## Supplied material
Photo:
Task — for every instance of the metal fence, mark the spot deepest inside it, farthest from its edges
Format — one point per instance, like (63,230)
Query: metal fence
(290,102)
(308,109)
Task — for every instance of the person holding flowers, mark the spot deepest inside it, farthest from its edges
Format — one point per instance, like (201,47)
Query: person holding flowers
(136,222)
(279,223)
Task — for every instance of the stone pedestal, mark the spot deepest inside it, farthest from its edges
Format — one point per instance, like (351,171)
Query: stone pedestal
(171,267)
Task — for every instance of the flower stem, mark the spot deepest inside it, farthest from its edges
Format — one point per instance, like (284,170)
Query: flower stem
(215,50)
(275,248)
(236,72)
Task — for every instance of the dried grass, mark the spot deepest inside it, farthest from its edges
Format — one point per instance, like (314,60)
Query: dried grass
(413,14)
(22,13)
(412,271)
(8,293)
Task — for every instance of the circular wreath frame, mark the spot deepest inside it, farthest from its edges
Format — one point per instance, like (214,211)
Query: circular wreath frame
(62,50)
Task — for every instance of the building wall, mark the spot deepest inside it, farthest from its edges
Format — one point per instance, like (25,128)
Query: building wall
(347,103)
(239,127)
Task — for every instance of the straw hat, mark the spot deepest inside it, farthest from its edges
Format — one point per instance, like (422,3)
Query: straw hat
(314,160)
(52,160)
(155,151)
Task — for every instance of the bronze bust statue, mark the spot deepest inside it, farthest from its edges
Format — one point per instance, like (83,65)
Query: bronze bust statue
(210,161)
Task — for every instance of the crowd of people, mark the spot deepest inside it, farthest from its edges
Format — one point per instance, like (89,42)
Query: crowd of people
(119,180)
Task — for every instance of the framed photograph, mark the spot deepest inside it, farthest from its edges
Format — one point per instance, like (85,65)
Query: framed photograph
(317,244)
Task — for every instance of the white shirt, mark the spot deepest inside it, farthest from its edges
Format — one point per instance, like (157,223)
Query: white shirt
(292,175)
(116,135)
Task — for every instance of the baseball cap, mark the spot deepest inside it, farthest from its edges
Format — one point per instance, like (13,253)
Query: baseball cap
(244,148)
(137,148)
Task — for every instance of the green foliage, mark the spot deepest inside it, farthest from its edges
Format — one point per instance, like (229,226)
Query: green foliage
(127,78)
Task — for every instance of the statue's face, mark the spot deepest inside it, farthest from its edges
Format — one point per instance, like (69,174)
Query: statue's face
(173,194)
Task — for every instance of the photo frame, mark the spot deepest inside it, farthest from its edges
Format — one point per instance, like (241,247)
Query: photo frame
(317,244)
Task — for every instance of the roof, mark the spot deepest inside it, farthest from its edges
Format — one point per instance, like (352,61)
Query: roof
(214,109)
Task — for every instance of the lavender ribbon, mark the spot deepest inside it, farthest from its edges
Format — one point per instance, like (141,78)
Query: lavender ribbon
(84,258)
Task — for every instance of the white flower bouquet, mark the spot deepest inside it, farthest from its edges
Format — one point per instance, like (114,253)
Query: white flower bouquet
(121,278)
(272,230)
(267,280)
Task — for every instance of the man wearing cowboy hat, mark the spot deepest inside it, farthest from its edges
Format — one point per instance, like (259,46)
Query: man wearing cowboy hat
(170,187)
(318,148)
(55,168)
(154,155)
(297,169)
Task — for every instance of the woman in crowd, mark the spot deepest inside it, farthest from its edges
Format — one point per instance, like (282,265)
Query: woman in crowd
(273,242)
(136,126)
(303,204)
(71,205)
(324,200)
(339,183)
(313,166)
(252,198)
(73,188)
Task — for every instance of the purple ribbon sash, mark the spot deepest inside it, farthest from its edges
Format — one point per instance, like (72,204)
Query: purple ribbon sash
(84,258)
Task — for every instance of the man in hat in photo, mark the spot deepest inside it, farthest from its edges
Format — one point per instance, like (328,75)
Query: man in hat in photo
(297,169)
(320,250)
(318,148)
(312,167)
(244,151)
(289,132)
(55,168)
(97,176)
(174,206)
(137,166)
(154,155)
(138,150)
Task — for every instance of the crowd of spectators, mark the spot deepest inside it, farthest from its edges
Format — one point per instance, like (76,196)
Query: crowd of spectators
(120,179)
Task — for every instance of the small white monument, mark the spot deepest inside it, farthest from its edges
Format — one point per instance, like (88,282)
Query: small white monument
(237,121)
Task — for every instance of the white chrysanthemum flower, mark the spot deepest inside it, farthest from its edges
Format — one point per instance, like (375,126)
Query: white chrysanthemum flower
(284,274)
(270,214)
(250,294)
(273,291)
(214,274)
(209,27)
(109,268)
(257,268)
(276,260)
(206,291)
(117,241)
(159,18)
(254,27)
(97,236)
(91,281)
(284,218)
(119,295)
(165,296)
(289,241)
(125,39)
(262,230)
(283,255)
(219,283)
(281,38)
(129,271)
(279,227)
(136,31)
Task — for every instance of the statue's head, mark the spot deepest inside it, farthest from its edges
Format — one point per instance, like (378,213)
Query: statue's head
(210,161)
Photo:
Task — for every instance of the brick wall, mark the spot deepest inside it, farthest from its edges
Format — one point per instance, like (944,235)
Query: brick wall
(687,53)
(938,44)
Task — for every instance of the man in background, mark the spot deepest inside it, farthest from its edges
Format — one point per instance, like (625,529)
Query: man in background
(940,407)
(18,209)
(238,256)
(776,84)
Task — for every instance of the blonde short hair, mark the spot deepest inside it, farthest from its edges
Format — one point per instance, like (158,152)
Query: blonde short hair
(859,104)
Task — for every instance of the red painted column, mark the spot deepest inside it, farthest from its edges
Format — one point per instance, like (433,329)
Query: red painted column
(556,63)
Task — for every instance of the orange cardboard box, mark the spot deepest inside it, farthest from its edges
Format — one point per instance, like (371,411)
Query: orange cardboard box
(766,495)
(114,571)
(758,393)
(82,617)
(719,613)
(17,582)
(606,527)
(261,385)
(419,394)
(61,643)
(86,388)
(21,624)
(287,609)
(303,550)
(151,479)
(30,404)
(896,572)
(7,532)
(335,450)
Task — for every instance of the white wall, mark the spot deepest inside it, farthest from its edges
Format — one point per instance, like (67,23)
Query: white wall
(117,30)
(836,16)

## Instructions for the task
Take the entries above and transcribe them exactly.

## Exercise result
Photo:
Task — for every instance of the metal fence, mark the spot deepest inside it, farthest from its edges
Format — one point per instance, like (63,230)
Query: metal fence
(290,102)
(308,109)
Task — for every instance of the person holding flowers, mark the spot deepest inside it, farthest from its edges
Format — one point per instance, like (201,47)
Query: person holding flowers
(136,222)
(279,223)
Task — for every instance of the stone pedestal, mark the spot deepest inside it, farthest from its edges
Format — one point per instance, like (351,171)
Query: stone pedestal
(171,267)
Task — for every instance of the flower stem, mark the spot deepest inside it, farthest from its edges
Format — one point per instance, like (284,170)
Query: flower stem
(215,50)
(275,248)
(236,72)
Task — for every instance of the dried grass, mark the spot deepest inside it, farthest from its edges
Format — one point per instance, like (314,60)
Query: dried grass
(413,14)
(22,13)
(412,271)
(8,293)
Task — for every instance of the circular wreath frame, mark the spot deepest inside it, farthest from its edges
Format — one point per instance, like (214,211)
Query: circular wreath frame
(62,50)
Task — for every instance of the building wall, mark the spot deepest inside it, farthest from its edges
Format — one point per instance, like (25,128)
Query: building wall
(347,103)
(239,127)
Task — for every instance of the straw hat, mark the spot deepest inside it, farthest from its edges
Format — one point per instance, like (422,3)
Query: straw hat
(314,160)
(52,160)
(155,151)
Task — for every instance of the bronze bust statue, mark the spot deepest inside it, farthest from its edges
Format — one point per instance, like (83,65)
Query: bronze bust statue
(210,161)
Task — for every instance of the crowd of people, mark the spot deepest inside it, farthest from its edges
Format — one point per instance, like (89,42)
Query: crowd of people
(119,180)
Task — for every instance of the framed photograph, mark the spot deepest inside it, farthest from its edges
Format — one point per instance, like (85,65)
Query: framed photograph
(317,244)
Task — for every instance of the white shirt, mark the spot deepest inside it, farthest from its edges
Format — one point per instance, like (157,223)
Query: white shirt
(292,175)
(116,135)
Task — for every instance of the baseball cap, mark the spot deepest inside it, farthest from its edges
Format — one point per instance, like (13,253)
Query: baseball cap
(244,148)
(137,148)
Task — for every instance of the green foliage, mark the spot deepest inside it, farthest from its edges
Format — one point per instance, like (229,226)
Query: green foliage
(127,78)
Task — for every instance of the statue's face, mark the spot deepest inside it, farthest from its edges
Format — one point per instance, like (69,174)
Query: statue's face
(173,194)
Task — for every instance of the photo frame, mark the spot deepest inside it, farthest from its edges
Format — one point per instance, like (241,247)
Query: photo frame
(317,244)
Task — for every instance of the roof, mark the spot deepest inside it, farthest from its edges
Format — one point per instance, like (352,61)
Query: roof
(214,109)
Task — for every instance of the lavender ribbon, mark the spot deepest inside it, farthest from its edges
Format — one point per instance, like (141,78)
Query: lavender ribbon
(84,258)
Task — for every instance of the white flower bouquet, mark the spot deepest inside it, farthest from its edges
Format — one point per instance, like (114,253)
Query: white flower bouquet
(121,278)
(272,230)
(267,280)
Task — for every instance of the man wearing cowboy hat, mark the spot deepest inside it, farthest from its edges
Format — one point per instance, like (259,46)
Query: man wearing cowboy hat
(170,187)
(318,148)
(55,168)
(154,155)
(297,169)
Task — for every instance of the woman in crowd, mark the spot deepest inside it, farthest from its edges
Format — one point per instance, like (282,265)
Query: woman in crowd
(273,242)
(136,126)
(303,204)
(71,205)
(324,200)
(339,183)
(313,166)
(252,198)
(73,188)
Task — for every instance of the purple ribbon sash, mark the spot deepest inside it, farthest from its edges
Format — one point per instance, like (72,204)
Query: purple ribbon sash
(84,258)
Task — for every instance of the man in hat in photo, mark the spot deepest inside it, farthest from its edges
Format — one point per instance, like (328,75)
Query: man in hat in photo
(297,169)
(320,250)
(318,148)
(312,167)
(244,151)
(289,132)
(55,168)
(97,176)
(174,206)
(137,166)
(154,155)
(138,150)
Task — for every instance of the crowd of spectators, mark the spot deepest inside it, farthest from its edges
Format — one point per instance, like (76,196)
Query: crowd of spectators
(120,179)
Task — for every instance of the small white monument, mark the spot deepest inside it, farthest from its edges
Format — one point per instance, like (88,282)
Query: small white monument
(237,121)
Task — for every instance of the white chrysanthemum flower, mark the spot deepest inside it, farthest from its edges
Format — one point per instance, like (375,126)
Query: white chrysanthemum flower
(284,274)
(270,214)
(250,294)
(273,291)
(214,274)
(209,27)
(109,268)
(257,268)
(276,260)
(206,291)
(117,241)
(159,18)
(254,27)
(97,236)
(91,281)
(284,218)
(119,295)
(165,296)
(289,241)
(125,39)
(262,230)
(283,255)
(219,283)
(281,38)
(129,271)
(279,227)
(136,31)
Task — for every instance of the statue's head, mark the spot deepest inside it, farthest from its edges
Format — one point per instance, like (378,213)
Query: statue's head
(210,161)
Photo:
Task — for every instance of the brick wall, mark the spot deepest inside it, farthest from its edges
Format — one point per instance, like (944,235)
Query: brick wall
(687,53)
(938,44)
Task — for every instance of the man in background, mark the spot deepest inside it, farthest from its edges
Format — one point per instance, like (625,529)
Query: man in background
(940,407)
(18,209)
(238,256)
(776,84)
Task — for every instance of the blonde short hair, mark the spot deepest inside it, farthest from its edges
Format — one point per instance, like (158,152)
Query: blonde short hair
(859,104)
Task — for every instance of the red painted column, mark the spot deepest inside it, farthest from its edges
Format — one point per instance, like (433,329)
Query: red painted column
(556,63)
Task — for every instance of the orange cardboard box, mark the spot deepest inside it, farthest from its edges
Format — one point per instance, like (371,411)
Query: orange cardboard box
(766,495)
(114,571)
(758,393)
(82,617)
(719,613)
(17,582)
(606,527)
(261,385)
(419,394)
(61,643)
(86,388)
(21,624)
(287,609)
(303,550)
(151,479)
(30,404)
(896,572)
(7,532)
(335,450)
Task — for every instance of the white wall, mark the spot deepest inside it, farthest from its edges
Format — one point per instance, like (67,23)
Query: white wall
(117,30)
(836,16)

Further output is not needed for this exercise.